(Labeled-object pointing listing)
>>>
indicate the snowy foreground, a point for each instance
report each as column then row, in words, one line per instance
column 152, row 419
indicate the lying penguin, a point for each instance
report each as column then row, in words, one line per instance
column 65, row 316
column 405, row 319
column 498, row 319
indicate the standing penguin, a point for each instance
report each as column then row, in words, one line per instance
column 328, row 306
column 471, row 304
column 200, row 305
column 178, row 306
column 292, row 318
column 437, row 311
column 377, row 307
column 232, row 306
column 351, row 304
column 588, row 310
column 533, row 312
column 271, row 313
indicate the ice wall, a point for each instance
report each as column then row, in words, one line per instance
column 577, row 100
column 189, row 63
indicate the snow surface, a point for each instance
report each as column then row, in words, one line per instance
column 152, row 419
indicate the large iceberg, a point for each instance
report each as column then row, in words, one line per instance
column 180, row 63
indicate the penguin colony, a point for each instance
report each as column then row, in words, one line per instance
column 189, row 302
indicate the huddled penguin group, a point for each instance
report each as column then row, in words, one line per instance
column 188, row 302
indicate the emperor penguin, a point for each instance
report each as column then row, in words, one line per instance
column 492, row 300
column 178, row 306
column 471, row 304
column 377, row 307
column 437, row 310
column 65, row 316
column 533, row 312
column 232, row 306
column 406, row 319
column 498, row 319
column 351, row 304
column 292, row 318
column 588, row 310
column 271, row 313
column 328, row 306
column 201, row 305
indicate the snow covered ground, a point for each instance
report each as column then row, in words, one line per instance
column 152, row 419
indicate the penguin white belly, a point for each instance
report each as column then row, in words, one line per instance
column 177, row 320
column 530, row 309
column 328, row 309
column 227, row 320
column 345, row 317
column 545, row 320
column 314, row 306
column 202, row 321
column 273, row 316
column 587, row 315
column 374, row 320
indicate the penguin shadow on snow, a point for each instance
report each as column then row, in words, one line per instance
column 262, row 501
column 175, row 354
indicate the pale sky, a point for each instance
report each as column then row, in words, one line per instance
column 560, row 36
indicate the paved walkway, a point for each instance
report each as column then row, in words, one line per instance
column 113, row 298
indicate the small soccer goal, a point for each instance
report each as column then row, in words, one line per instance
<<<
> [Aim of the task] Retype every line of the listing above without changing anything.

> [The answer]
indicate the snowy foreground, a point for each instance
report each as column then row, in words, one line per instance
column 152, row 419
indicate the lying penguin, a point for each instance
report each as column then row, in words, one line per instance
column 65, row 316
column 405, row 319
column 498, row 319
indicate the standing penguin, a point for each instance
report each as column then row, in words, one line per instance
column 328, row 306
column 471, row 304
column 200, row 305
column 178, row 306
column 292, row 318
column 437, row 311
column 377, row 307
column 232, row 306
column 351, row 304
column 588, row 310
column 533, row 312
column 271, row 313
indicate the ice wall, a point for each instance
report each as column then row, in words, one line per instance
column 577, row 100
column 189, row 63
indicate the snow surface, a point for each instance
report each as column then row, in words, one line per instance
column 152, row 419
indicate the large iceberg, a point for each instance
report each as column then row, in words, one line per instance
column 180, row 63
indicate the penguin colony, a point for each instance
report each as column then row, in words, one line per instance
column 189, row 302
indicate the huddled penguin group, a point for each instance
report each as column then row, in words, one line per instance
column 188, row 302
indicate the emperor penguin, a point for each instance
report each as column then row, in words, one line per instance
column 492, row 300
column 178, row 306
column 471, row 304
column 377, row 307
column 437, row 310
column 65, row 316
column 533, row 312
column 232, row 306
column 406, row 319
column 498, row 319
column 351, row 304
column 292, row 318
column 588, row 310
column 271, row 313
column 328, row 306
column 201, row 305
indicate the snow covered ground, a point for each instance
report each as column then row, in words, one line per instance
column 152, row 419
indicate the penguin white belly, a point for each instance
report each as column then row, in words, one line per instance
column 177, row 320
column 530, row 309
column 328, row 309
column 227, row 320
column 345, row 317
column 545, row 320
column 314, row 306
column 202, row 321
column 273, row 316
column 587, row 315
column 374, row 320
indicate the penguin shadow on snow, a point for each instance
report each as column then row, in words, one line per instance
column 262, row 501
column 175, row 354
indicate the pale sky, a point for each instance
report each as column then row, in words, one line per instance
column 560, row 36
indicate the paved walkway, a point for each instance
report each as column then row, in words, one line per instance
column 113, row 298
indicate the small soccer goal, a point for each instance
report each as column then row, in words, one line per instance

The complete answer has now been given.